(Pointing dataset records)
###

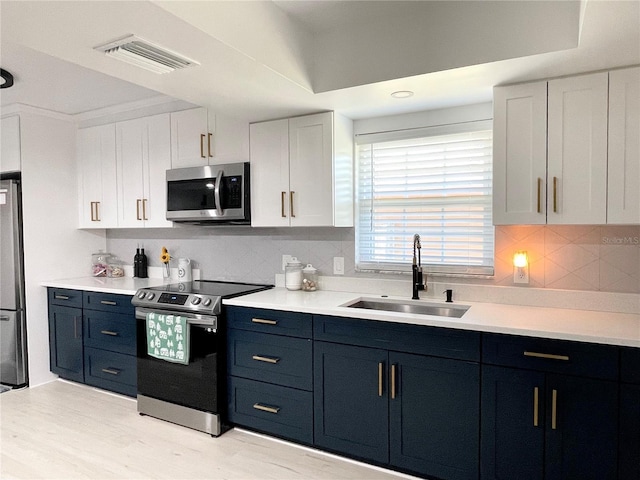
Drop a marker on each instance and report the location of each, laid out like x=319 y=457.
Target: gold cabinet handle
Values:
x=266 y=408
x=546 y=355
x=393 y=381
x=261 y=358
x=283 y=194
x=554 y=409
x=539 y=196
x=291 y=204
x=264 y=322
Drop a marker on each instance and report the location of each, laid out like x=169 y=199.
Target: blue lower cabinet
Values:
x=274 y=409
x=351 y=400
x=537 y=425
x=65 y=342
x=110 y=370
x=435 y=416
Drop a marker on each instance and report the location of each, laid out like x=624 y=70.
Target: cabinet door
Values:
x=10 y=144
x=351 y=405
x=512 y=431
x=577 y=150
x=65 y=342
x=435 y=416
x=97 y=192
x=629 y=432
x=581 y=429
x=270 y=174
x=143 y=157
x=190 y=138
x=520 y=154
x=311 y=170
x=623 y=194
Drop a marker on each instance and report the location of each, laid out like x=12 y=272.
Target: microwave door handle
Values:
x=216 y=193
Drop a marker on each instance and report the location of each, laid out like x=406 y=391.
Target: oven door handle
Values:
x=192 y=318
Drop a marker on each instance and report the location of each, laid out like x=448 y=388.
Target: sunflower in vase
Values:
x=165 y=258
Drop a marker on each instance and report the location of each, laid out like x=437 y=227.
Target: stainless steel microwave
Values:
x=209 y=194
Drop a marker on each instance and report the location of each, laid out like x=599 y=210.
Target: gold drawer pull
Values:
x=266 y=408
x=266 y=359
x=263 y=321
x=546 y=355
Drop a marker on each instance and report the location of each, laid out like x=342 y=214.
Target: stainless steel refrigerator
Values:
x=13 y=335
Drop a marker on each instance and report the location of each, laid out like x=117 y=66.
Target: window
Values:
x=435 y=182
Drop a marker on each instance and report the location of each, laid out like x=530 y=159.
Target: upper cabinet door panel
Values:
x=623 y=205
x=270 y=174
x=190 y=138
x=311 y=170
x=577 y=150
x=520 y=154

###

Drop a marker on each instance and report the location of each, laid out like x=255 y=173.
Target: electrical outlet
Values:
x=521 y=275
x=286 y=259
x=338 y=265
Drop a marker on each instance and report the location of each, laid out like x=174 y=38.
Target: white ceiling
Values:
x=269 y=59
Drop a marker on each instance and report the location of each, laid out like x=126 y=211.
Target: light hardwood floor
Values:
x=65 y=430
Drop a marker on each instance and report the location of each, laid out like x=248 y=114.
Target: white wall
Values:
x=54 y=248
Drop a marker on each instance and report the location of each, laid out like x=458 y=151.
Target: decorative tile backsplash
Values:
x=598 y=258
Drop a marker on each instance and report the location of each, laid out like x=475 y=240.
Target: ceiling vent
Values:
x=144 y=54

###

Written exercise: In the listing above, count the lines that contain the string "white", where case counts. Give only the number.

Full answer: 2